** Page text **
--- BEGIN ---

# Just moved to Salt Lake City



## Greebz (Dec 1, 2017)

I just moved to Salt Lake City from the northeast(Whiteface) and am looking for advice for which mountain I should get a season pass for. Also looking for people to ride with


----------



## Tuan209 (Dec 26, 2008)

Big mountain riding - Snowbird
Park - Park City
All mountain - Brighton, my personal favorite. 

Been living here for 6+ years and I usually get passes to both Brighton and Park City or PC/Bird. I really only get a PC pass for the park. As much as I love Brighton, I am not a fan of their jump line. 

Have fun here!


----------



## sabatoa (Jan 18, 2011)

Greebz said:


> I just moved to Salt Lake City from the northeast(Whiteface) and am looking for advice for which mountain I should get a season pass for. Also looking for people to ride with




I went to Snowbasin and Brighton last February and liked Brighton. It’s right next door to Snowbird and Park City isn’t much further either. There’s a ski bus that takes people through the Canyon. Locals prolly can tell you more about all that.

Here’s my take on Brighton as a visitor:

http://www.agnarchy.com/trip-report-brighton-resort-utah/


Sent from my iPhone using Tapatalk


----------



## Greebz (Dec 1, 2017)

thanks for the advice, I decided on getting a chairs only snowbird pass because of the cheaper price and am looking to for some great big mountain riding. 

Let it Snow


----------



## txb0115 (Sep 20, 2015)

Greebz said:


> thanks for the advice, I decided on getting a chairs only snowbird pass because of the cheaper price and am looking to for some great big mountain riding.
> 
> Let it Snow


I’m telling you now, go back and upgrade it to a Tram pass. I absolutely guarantee you that you will be wishing you did 1/2 way through the season. You are gonna make getting to about 1/2+ of the best terrain a total pain in your ass. Seriously to get to the top you will need to ride multiple lifts that may or may not be open. Having a Tram pass just for hiking Baldy is worth it... 

Take it from a long time local with many seasons at The Bird... You’re gonna cut yourself off from discovering a VERY large portion of the mountain... The people you meet will be getting on the tram to go ride Baldy and you’ll be stuck on chairs unable to get there...


----------



## Greebz (Dec 1, 2017)

txb0115 said:


> I’m telling you now, go back and upgrade it to a Tram pass. I absolutely guarantee you that you will be wishing you did 1/2 way through the season. You are gonna make getting to about 1/2+ of the best terrain a total pain in your ass. Seriously to get to the top you will need to ride multiple lifts that may or may not be open. Having a Tram pass just for hiking Baldy is worth it...

--- END ---

** Information supplied **
--- BEGIN ---

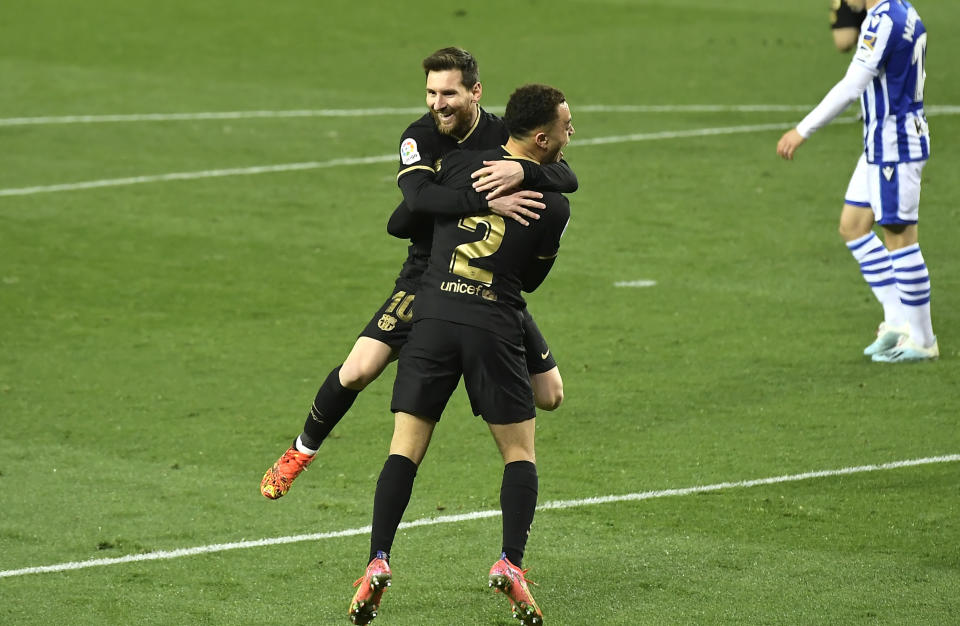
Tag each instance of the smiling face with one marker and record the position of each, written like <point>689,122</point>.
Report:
<point>452,105</point>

--- END ---

** Problems to work on **
a) Quote the Salt Lake City season pass thread word for word, everything from "Been living here" down to "(Jan 18, 2011)".
b) Write the next part of the Salt Lake City season pass thread, starting right after its final line.

** The replies **
a)
Been living here for 6+ years and I usually get passes to both Brighton and Park City or PC/Bird. I really only get a PC pass for the park. As much as I love Brighton, I am not a fan of their jump line. 

Have fun here!


----------



## sabatoa (Jan 18, 2011)

b)
> 
> Take it from a long time local with many seasons at The Bird... You’re gonna cut yourself off from discovering a VERY large portion of the mountain... The people you meet will be getting on the tram to go ride Baldy and you’ll be stuck on chairs unable to get there...


Can't I get close to the same place using the little cloud lift? I spent 3 weeks at jackson hole last season and the tram there was an hour long wait on average making the chairs a better choice for getting more runs in.


----------



## txb0115 (Sep 20, 2015)

Greebz said:


> Can't I get close to the same place using the little cloud lift? I spent 3 weeks at jackson hole last season and the tram there was an hour long wait on average making the chairs a better choice for getting more runs in.


No, ( you could hike uphil aways technically ) you would need to go to Mineral Basin to get there. So ride a lift, tunnel, do a run then ride a lift.

As someone who has lived in SLC and Jackson, the tram line here isn’t as bad as Jackson. There are days when it’s a 3 Tram wait ( 30 mins ) but it’s not as bad as Jackson, in the spring ( March - May ) there are plenty of sleeper pow days where you can pretty much walk on all day long.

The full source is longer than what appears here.